**Work to complete**
Rewrite the material below, swapping "pixel coordinates" for "image coordinates" everywhere it appears and leaving everything else unchanged.

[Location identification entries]
+++

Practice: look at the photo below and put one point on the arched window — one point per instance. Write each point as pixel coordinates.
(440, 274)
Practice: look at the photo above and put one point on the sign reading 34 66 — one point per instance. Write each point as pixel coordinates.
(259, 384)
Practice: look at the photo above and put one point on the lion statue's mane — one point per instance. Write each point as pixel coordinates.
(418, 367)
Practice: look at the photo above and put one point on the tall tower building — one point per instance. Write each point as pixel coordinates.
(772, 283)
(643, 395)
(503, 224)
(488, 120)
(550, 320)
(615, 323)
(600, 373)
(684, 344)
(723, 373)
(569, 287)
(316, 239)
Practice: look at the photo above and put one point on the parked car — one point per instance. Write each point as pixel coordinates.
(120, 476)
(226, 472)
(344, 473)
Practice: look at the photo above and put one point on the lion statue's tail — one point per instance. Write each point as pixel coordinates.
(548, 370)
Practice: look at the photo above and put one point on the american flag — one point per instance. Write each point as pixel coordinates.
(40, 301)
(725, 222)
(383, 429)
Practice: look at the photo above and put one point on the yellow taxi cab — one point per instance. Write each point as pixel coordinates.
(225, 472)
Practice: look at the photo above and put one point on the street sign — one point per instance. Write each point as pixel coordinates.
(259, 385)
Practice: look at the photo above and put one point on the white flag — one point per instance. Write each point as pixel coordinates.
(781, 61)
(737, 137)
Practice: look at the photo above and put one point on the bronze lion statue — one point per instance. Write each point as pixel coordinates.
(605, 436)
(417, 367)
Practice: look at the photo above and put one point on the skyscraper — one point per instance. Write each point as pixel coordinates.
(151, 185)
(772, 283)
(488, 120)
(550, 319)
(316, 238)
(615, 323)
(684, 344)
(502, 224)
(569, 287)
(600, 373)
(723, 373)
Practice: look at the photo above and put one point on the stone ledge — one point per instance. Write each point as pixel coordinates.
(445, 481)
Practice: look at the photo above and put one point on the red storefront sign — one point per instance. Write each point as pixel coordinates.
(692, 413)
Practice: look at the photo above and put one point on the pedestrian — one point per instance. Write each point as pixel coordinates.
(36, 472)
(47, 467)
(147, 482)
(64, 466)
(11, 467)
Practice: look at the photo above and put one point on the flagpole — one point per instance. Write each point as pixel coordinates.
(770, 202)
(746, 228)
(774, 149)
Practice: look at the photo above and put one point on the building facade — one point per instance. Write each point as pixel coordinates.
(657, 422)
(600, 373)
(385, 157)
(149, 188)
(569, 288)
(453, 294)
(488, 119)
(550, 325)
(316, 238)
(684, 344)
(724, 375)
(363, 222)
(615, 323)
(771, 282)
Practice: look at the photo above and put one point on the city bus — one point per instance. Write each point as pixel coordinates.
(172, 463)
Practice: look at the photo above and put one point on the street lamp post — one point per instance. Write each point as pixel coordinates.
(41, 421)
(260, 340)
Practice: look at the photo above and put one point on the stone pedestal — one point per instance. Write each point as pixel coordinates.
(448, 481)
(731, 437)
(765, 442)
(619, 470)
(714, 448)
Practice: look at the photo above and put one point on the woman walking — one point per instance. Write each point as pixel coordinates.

+++

**The response**
Practice: look at the photo below and put one point on the arched window — one point per instance. Write each point as image coordinates.
(440, 274)
Practice: look at the photo above and put one point on the sign reading 34 66 — one point per instance. Write each point as image coordinates.
(259, 384)
Practice: look at the photo above and put one point on the lion statue's mane — one point per instance. Write each point as image coordinates.
(418, 367)
Practice: look at the photo above and put one point on the tall tower building — one point per instance. Write each point as image coordinates.
(772, 283)
(643, 395)
(503, 224)
(488, 120)
(550, 320)
(615, 323)
(600, 373)
(684, 344)
(723, 373)
(569, 287)
(316, 239)
Practice: look at the photo above and put one point on the parked car — one point per instance. Write each point as image coordinates.
(120, 476)
(226, 472)
(344, 473)
Practice: look at the photo above and put one point on the lion statue's tail — one point per instance. Write each point as image coordinates.
(548, 370)
Practice: look at the photo above and put one point on the american flag — one point per instance. Write each point as image coordinates.
(40, 301)
(725, 222)
(383, 429)
Practice: look at the photo above and put one point on the yellow taxi cab — one point per instance. Write each point as image coordinates.
(225, 472)
Practice: look at the photo above and put one point on the street sign — one point per instance. Write each point as image coordinates.
(259, 385)
Practice: look at the photo above and put one point on the white flag — one point per instance. Write each point as image coordinates.
(781, 61)
(737, 137)
Practice: look at the photo above and put one point on the bronze lion statue — one point per instance. Write each point as image coordinates.
(605, 436)
(417, 367)
Practice: look at the photo above and put one point on the skyscraper — one point per instance. Write each point as image coordinates.
(151, 185)
(772, 283)
(488, 120)
(550, 319)
(316, 238)
(615, 323)
(684, 344)
(502, 224)
(569, 287)
(600, 373)
(723, 373)
Practice: look at the photo above and put one point on the stone ledge — one point per instance. Write each point as image coordinates.
(445, 481)
Practice: look at the photo above and put one point on the red storefront sign — one point per instance. Write each point as image coordinates.
(692, 413)
Practice: look at the photo above and put one point on the pedestrian — one point per instance. Write each point as image coordinates.
(36, 472)
(47, 467)
(147, 482)
(64, 466)
(11, 467)
Practice: look at the photo above and put one point on the flagpole — one point per instance. Write each point as image coordinates.
(770, 202)
(746, 228)
(774, 149)
Practice: look at the photo above and put one point on the building facade — one point per instance. Write each point as image coordinates.
(657, 422)
(600, 373)
(385, 157)
(149, 188)
(569, 288)
(453, 294)
(488, 119)
(550, 325)
(316, 238)
(684, 344)
(724, 375)
(363, 222)
(615, 323)
(771, 282)
Practice: look at the photo above and put one point on the city bus — one point per instance. Write each point as image coordinates.
(172, 463)
Practice: look at the photo above and put one point on the street lamp post — one point per instance. Write each point as image coordinates.
(41, 421)
(260, 340)
Practice: look at the photo above and put one point on the stone pedestal — one point per instance. Write each point as image coordinates.
(448, 481)
(731, 437)
(765, 442)
(619, 470)
(714, 448)
Practice: look at the photo above and put one point on the woman walking — one point per instance. Write each point as image coordinates.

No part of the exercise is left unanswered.